PROBLEM DESCRIPTION
Identify each line in the listing below that contains the string "grass", treating uppercase and lowercase as different, and copy every such line.

DATA PROVIDED
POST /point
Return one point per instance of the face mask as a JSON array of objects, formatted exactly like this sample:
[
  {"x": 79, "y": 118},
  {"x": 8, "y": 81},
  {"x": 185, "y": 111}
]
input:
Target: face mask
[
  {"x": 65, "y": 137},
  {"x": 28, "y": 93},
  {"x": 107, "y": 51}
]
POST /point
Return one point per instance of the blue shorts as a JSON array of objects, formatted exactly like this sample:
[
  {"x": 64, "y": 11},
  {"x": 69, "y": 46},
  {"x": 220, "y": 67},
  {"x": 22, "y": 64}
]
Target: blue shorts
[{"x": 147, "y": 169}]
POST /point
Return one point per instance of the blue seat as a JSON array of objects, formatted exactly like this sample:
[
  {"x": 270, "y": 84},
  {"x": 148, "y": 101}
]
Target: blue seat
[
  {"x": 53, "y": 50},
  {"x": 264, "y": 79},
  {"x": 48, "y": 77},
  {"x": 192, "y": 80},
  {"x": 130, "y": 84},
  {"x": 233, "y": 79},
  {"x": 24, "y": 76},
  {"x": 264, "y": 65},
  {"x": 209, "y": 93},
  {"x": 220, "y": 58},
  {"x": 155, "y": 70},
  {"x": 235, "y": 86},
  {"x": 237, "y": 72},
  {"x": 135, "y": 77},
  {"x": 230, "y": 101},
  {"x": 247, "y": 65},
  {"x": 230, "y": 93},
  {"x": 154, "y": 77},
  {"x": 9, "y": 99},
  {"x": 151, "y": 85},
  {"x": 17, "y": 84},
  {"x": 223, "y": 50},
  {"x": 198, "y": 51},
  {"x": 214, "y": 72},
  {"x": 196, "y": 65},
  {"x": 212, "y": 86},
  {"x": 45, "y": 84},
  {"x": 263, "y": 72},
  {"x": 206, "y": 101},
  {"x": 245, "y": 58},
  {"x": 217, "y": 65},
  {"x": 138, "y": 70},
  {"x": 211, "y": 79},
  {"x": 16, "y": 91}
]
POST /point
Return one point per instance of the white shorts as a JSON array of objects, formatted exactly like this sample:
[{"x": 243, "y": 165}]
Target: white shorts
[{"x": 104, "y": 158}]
==
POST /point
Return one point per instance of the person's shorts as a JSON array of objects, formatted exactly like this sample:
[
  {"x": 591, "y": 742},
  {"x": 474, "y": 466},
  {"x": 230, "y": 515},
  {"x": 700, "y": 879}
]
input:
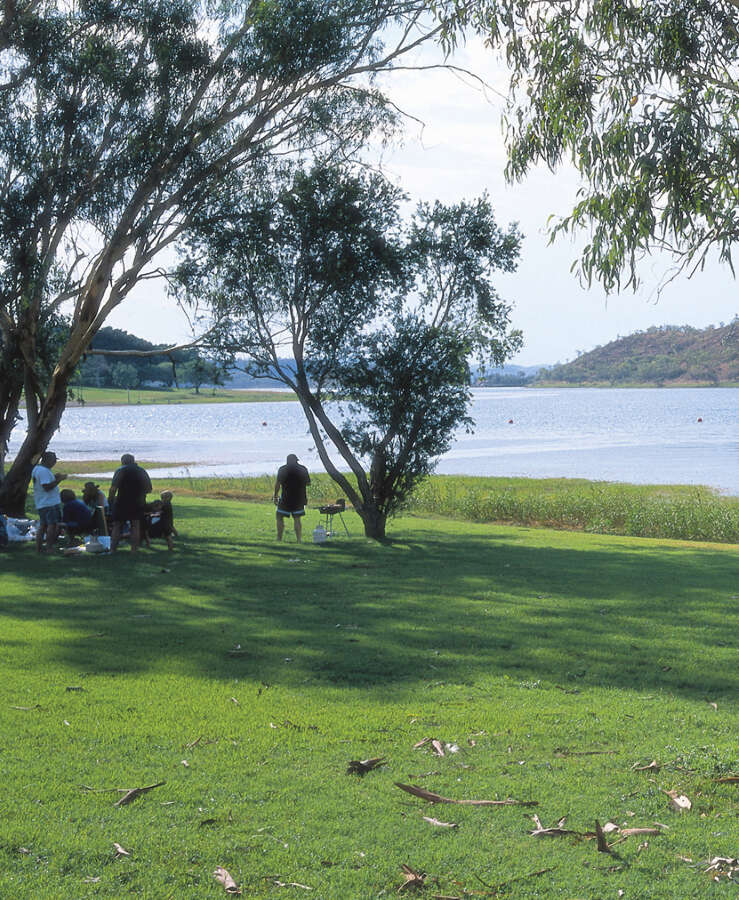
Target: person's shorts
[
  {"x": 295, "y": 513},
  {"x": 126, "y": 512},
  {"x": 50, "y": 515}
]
--
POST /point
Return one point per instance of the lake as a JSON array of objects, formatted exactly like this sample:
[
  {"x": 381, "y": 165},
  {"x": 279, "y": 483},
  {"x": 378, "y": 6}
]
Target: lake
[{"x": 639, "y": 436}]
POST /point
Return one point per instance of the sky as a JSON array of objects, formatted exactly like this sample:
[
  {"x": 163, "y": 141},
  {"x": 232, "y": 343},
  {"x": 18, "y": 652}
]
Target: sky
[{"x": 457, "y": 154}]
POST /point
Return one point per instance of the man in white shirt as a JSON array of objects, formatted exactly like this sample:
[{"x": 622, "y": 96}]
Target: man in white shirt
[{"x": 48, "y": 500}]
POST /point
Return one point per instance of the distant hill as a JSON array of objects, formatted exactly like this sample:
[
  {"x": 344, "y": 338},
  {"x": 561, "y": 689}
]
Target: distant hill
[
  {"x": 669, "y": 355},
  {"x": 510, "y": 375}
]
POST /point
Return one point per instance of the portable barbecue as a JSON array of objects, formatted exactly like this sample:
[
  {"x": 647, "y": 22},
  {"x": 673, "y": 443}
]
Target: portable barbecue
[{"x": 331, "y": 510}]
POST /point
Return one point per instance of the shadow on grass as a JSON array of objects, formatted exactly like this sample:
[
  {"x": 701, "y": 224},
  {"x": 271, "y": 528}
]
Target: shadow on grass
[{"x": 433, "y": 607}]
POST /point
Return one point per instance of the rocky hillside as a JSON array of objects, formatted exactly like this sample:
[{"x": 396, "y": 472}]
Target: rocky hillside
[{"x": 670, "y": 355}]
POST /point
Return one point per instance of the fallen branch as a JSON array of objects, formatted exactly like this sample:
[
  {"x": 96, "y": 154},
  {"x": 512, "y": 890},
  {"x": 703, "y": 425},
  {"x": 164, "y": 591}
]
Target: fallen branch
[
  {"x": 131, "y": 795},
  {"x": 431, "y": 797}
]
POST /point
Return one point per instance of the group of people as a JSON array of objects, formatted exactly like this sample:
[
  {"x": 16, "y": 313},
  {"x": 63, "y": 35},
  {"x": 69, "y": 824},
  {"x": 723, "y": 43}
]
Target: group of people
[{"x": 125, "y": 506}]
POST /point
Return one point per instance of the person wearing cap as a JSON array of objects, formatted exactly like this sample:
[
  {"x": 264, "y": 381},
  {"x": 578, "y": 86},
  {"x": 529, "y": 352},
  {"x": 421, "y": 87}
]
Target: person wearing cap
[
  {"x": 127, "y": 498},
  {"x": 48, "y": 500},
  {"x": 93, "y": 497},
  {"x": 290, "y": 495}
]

RESULT BELOW
Return one point per instance of the shadow on grass as a JSON array of objects, formatted exactly like this sample:
Target: shadow on grass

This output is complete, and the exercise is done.